_Written task_. Present the following data again exactly as it is shown.

_Records from a collection_.
• • • •

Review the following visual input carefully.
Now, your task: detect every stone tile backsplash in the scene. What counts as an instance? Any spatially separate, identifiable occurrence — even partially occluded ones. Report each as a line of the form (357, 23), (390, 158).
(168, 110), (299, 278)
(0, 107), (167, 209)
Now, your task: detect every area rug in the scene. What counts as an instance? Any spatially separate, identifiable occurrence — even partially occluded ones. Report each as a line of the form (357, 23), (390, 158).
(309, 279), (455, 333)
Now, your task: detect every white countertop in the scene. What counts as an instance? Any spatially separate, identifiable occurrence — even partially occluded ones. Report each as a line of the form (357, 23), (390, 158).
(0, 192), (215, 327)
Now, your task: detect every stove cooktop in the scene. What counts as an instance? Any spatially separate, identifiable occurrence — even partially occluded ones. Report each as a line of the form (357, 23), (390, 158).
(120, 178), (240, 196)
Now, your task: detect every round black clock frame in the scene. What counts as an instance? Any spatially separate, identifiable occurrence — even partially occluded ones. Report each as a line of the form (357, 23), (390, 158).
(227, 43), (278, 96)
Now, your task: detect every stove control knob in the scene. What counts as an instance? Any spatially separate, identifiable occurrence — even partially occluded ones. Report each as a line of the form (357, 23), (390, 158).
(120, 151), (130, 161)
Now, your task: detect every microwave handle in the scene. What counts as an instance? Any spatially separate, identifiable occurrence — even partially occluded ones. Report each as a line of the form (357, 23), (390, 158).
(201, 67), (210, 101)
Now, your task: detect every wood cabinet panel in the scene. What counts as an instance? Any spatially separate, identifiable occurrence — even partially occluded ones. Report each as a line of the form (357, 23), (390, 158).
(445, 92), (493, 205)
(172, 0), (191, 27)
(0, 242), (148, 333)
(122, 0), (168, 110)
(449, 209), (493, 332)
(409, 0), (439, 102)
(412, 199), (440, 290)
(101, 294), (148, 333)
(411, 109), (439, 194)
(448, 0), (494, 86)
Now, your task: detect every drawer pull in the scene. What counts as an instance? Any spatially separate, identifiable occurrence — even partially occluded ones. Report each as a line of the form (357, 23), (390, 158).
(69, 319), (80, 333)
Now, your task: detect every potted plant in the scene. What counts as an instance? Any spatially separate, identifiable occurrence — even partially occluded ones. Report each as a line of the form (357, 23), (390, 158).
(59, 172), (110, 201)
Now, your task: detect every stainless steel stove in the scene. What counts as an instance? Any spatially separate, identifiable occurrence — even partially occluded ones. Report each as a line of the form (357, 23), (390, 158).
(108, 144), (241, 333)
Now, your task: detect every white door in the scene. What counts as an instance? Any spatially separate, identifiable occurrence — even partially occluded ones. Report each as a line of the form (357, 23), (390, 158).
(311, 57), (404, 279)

• • • •

_Finished answer_.
Review the following visual input carefully.
Now, your task: detect every stone tile backsplash in the scene. What counts as an instance? Any spatially separate, identifiable occurrence — even partially occluded ones. Report each as a line of the form (357, 23), (390, 158).
(168, 110), (299, 278)
(0, 107), (167, 209)
Now, your task: detect every area rug in the scene. What counts as an instance? Any spatially separate, identifiable occurrence — even partially occluded ones. Report each as a line of the form (357, 23), (390, 158).
(309, 279), (455, 333)
Now, your task: detect every white countertop in the scene. What counts as an instance? Any spatially separate, identifiable occurrence — even partially occluded ones. Report each as a line of the form (357, 23), (390, 158).
(0, 192), (215, 327)
Now, your task: detect every stove cooktop in the scene. What counts as an instance? Any spatially separate, identifiable occurrence — even partially occluded ones. Report each as a line of the form (357, 23), (390, 158).
(120, 178), (240, 196)
Now, your task: detect every round black clock frame in the scene. What counts as an instance? Any spatially separate, identifiable occurrence — even partially occluded ones. Report each as a line of the form (357, 23), (390, 158).
(227, 43), (278, 96)
Now, your task: detect every stove control knob in the scene. What counts as an instance? Any spatially separate, identifiable occurrence — even partially occluded ones. Report each as a line of the form (357, 23), (390, 158).
(120, 151), (130, 161)
Now, your task: detect every microwave handle in the scene. What counts as an instance? Any spatially separate, identifiable occurrence — even partially occluded ones. Report each as a line of the form (357, 23), (390, 158).
(201, 67), (210, 101)
Now, your task: detect every wood cabinet panel in the scene. What counts as an instance? Any spatially separate, identifiable occurrence — even partially occluded ones. Report each as a line of the form (357, 23), (390, 158).
(445, 92), (493, 205)
(172, 0), (191, 27)
(0, 242), (148, 333)
(122, 0), (168, 110)
(449, 209), (493, 332)
(409, 0), (439, 102)
(412, 199), (440, 290)
(101, 294), (148, 333)
(411, 109), (439, 194)
(448, 0), (494, 86)
Now, your task: detect every drawer pull in the scene. What counts as an instance? Any spatially separate, identifiable occurrence — even partially occluded ones. Report each as a line of the form (357, 23), (390, 158).
(69, 319), (80, 333)
Now, your task: detect every potted plant in the scene. What counts as an instance? Any spatially separate, identifiable occurrence — even partially occluded ones. Report each as a line of the form (357, 23), (390, 158).
(59, 172), (110, 201)
Now, your task: detect every stainless steel stove in the scene. What counts as an instance? Any spatially separate, identifiable occurrence — even partially occluded ones. Report each as a line of the form (357, 23), (390, 158).
(108, 144), (241, 333)
Now, your task: detect every white door in the scene. What counts as an instance? Any spatially separate, identifiable occurrence — even partially occluded ones. Report each as a line of the form (357, 23), (390, 158).
(311, 57), (404, 279)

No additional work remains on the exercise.